[EXCERPT PROVIDED Boundary: Start]

It’s 1:30 in the morning. I’m sitting in the waiting area just outside the emergency room.
A friend’s inside. Terminally ill, with cancer, she’s been bouncing in and out of the hospital for what feels like a thousand times now over the last few months. Tonight, a combination of respiratory and excretory dysfunctions has led to a sudden collapse and yet another panic-laden trip to the ER. The helplessness, the uncertainty, the ignorance and fear, the heartbreaking fragility of it all—hospitals are bad enough, but is there any place more filled with despair and anxiety than an emergency room in the middle of the night?
Yet, despite its name, the emergency room often seems, as it does tonight, a place where things move slowly, glacially, a land of limbo, characterized mostly by interminable waiting. As tests are being conducted off in a corner somewhere (or are they?), you wait. As results are being assembled (or are they?), you wait. Not wanting to alienate the caregivers by appearing to be too demanding, you control your almost uncontrollable longing for clarity and stifle your questions. And you wait. And, in stark contrast to your diffidence, medical personnel—for whom crisis is as commonplace as a bus ride and who are understandably, though nonetheless infuriatingly, matter-of-fact—seem almost intentionally blind to your concern. So you wait.
Time stretches on.
And you wait.
And your friend—catheterized, on oxygen, IV’d, semiconscious—does the same.

[EXCERPT PROVIDED Boundary: End]
[DATA UNDER STUDY Boundary: Start]

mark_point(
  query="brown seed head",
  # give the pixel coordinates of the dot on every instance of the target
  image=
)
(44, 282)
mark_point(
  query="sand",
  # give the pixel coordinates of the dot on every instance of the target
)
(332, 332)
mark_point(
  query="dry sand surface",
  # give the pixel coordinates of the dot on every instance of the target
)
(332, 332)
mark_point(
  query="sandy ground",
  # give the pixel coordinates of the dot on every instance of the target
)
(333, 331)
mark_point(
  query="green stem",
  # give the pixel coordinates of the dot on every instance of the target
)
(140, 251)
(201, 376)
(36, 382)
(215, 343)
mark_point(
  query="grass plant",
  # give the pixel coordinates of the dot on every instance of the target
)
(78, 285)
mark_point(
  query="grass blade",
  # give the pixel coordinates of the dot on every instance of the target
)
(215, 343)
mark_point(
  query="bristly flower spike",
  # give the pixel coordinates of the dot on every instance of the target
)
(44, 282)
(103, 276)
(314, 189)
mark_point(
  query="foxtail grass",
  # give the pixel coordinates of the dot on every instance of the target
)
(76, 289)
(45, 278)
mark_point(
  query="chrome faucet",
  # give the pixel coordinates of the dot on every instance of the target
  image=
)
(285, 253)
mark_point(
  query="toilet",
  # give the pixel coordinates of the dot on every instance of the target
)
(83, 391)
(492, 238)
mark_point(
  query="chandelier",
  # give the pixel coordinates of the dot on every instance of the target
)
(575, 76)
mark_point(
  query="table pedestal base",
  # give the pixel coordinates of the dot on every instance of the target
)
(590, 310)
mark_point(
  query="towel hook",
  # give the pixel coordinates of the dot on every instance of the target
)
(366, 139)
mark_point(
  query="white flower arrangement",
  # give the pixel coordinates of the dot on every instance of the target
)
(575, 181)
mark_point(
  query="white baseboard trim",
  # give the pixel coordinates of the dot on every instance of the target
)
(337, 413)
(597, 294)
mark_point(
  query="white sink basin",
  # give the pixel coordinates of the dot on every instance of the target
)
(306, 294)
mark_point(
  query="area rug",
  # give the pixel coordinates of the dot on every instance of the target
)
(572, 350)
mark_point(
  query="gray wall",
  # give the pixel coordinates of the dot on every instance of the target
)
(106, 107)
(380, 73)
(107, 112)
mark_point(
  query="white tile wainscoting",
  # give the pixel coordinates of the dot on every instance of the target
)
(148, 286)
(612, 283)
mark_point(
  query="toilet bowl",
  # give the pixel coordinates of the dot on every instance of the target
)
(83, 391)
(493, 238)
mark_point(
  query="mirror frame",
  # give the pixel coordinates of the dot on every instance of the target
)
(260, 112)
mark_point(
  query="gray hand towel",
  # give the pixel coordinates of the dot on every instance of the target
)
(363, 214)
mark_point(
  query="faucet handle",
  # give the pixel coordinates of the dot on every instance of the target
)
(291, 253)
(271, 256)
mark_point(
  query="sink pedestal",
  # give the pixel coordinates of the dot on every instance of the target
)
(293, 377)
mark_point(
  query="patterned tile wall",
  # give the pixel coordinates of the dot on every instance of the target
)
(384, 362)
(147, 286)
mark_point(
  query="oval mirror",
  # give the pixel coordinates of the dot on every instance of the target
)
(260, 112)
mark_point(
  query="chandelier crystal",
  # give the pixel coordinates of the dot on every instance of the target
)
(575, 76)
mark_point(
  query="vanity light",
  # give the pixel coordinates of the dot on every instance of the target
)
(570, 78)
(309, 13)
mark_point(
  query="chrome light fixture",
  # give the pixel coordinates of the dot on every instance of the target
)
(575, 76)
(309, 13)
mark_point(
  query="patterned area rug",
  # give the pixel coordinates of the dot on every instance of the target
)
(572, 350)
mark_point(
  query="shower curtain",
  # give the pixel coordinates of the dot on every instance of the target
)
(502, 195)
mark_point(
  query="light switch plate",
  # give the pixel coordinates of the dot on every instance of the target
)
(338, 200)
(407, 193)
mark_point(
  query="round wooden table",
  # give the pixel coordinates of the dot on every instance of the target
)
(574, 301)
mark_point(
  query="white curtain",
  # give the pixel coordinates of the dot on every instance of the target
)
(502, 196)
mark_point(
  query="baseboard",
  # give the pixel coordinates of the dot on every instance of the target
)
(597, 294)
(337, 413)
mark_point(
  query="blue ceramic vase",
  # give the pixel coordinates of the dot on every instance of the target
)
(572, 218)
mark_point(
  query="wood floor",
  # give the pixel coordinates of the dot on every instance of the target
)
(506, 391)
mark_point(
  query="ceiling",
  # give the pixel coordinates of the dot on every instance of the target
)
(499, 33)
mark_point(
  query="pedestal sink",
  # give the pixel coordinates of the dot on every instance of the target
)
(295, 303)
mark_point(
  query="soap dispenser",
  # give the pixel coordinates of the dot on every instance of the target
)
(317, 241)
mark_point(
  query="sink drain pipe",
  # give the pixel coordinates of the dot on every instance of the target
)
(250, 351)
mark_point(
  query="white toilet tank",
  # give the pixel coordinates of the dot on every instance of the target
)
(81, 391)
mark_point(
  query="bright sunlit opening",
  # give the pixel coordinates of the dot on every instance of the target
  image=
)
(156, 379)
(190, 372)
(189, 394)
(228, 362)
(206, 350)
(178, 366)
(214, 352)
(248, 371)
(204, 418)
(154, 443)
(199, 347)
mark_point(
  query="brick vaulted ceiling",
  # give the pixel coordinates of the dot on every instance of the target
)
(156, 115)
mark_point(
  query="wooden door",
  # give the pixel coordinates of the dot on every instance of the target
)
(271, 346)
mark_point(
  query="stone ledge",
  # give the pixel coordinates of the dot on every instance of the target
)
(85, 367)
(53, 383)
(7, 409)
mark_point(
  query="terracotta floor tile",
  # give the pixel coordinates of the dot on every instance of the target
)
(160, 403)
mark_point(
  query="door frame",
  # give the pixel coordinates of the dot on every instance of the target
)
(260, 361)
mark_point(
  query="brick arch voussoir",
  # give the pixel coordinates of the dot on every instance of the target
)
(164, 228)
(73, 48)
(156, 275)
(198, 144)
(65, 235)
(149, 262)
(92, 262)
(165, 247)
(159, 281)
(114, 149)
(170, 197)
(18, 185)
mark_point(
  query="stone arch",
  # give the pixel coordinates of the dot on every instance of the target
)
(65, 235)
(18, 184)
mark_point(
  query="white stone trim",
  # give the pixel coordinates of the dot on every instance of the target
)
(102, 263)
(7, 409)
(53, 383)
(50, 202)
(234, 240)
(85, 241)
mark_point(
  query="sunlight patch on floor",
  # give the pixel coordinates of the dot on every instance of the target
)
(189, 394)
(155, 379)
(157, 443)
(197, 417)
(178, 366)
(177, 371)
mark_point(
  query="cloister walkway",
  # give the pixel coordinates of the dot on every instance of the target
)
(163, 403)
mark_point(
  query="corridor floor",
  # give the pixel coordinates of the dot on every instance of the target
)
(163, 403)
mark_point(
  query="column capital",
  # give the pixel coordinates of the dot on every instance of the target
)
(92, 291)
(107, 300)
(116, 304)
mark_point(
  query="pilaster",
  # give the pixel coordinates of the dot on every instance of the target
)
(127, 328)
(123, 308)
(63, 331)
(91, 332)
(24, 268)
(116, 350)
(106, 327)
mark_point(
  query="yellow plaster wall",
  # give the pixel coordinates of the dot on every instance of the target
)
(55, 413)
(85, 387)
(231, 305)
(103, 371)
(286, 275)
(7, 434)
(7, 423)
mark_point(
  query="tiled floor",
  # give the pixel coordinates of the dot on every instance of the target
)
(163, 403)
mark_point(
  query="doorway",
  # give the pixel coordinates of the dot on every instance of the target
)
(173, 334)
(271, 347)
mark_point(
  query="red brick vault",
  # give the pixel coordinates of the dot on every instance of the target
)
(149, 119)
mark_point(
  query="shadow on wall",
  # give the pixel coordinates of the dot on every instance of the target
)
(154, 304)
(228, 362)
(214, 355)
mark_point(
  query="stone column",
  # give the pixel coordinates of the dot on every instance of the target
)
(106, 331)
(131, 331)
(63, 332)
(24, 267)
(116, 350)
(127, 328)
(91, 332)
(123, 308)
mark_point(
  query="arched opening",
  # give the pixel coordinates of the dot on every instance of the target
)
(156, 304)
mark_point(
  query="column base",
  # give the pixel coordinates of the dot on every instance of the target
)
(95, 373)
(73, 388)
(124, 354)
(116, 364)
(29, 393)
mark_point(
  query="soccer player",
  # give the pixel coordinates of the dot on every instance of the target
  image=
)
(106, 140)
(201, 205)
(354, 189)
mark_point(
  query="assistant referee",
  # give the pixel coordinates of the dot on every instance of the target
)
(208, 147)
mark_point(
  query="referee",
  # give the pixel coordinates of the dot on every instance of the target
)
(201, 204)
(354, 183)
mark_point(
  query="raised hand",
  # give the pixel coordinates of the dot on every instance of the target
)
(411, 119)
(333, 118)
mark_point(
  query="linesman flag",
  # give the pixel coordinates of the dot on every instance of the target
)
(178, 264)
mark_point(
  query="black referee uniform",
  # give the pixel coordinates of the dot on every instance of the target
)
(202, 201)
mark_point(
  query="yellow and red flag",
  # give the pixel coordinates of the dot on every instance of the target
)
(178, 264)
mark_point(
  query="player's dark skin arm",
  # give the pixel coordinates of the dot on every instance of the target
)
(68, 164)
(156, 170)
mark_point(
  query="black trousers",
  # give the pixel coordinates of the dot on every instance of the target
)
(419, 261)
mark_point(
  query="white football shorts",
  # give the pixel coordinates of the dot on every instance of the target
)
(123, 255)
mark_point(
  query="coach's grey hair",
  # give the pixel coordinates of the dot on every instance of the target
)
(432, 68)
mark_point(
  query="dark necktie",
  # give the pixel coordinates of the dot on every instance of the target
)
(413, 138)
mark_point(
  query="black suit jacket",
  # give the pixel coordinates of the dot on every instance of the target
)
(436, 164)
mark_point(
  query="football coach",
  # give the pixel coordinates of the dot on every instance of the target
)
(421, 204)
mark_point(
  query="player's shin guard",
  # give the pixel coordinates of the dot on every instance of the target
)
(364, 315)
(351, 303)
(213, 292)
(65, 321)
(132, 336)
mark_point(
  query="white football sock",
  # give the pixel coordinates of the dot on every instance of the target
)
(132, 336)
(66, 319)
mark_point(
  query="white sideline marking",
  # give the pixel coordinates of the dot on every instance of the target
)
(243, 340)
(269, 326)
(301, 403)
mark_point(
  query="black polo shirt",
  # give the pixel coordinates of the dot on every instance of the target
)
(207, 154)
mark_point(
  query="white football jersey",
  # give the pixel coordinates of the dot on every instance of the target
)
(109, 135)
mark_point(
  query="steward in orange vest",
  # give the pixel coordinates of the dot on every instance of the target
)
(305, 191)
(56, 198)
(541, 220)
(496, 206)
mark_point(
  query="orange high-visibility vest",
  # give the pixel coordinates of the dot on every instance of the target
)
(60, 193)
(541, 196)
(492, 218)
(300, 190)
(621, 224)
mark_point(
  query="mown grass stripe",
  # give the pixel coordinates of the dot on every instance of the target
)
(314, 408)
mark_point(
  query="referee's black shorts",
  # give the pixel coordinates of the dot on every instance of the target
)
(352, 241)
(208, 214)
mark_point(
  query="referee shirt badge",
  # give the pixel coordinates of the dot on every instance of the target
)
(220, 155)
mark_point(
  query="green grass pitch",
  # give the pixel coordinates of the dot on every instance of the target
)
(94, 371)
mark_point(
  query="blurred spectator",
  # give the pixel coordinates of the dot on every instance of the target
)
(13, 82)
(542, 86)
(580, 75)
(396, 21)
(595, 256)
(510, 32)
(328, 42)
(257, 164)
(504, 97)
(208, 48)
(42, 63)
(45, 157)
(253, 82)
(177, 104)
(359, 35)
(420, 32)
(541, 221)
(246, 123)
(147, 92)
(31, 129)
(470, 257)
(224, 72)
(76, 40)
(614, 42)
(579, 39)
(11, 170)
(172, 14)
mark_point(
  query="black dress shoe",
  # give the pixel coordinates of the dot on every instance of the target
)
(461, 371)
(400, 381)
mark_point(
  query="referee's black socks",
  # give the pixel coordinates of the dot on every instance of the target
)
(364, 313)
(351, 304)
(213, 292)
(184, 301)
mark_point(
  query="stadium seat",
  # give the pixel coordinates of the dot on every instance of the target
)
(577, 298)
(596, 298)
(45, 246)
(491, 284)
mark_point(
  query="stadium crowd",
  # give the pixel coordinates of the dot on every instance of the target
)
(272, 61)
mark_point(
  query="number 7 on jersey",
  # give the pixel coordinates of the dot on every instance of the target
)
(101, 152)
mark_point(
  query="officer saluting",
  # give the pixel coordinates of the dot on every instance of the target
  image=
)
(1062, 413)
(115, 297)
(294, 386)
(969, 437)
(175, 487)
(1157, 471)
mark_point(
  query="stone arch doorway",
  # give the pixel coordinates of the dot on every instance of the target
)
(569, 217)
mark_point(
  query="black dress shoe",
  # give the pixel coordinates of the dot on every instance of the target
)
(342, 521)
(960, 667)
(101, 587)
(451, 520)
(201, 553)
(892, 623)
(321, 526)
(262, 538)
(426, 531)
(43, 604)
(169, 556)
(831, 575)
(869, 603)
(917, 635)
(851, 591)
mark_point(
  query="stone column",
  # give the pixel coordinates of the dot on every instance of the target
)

[DATA UNDER STUDY Boundary: End]

__TASK BRIEF__. In the emergency-room piece, revise the stretch from "A friend’s inside." through "of the night?" so that "respiratory" becomes "cardiac".

__RESPONSE__.
A friend’s inside. Terminally ill, with cancer, she’s been bouncing in and out of the hospital for what feels like a thousand times now over the last few months. Tonight, a combination of cardiac and excretory dysfunctions has led to a sudden collapse and yet another panic-laden trip to the ER. The helplessness, the uncertainty, the ignorance and fear, the heartbreaking fragility of it all—hospitals are bad enough, but is there any place more filled with despair and anxiety than an emergency room in the middle of the night?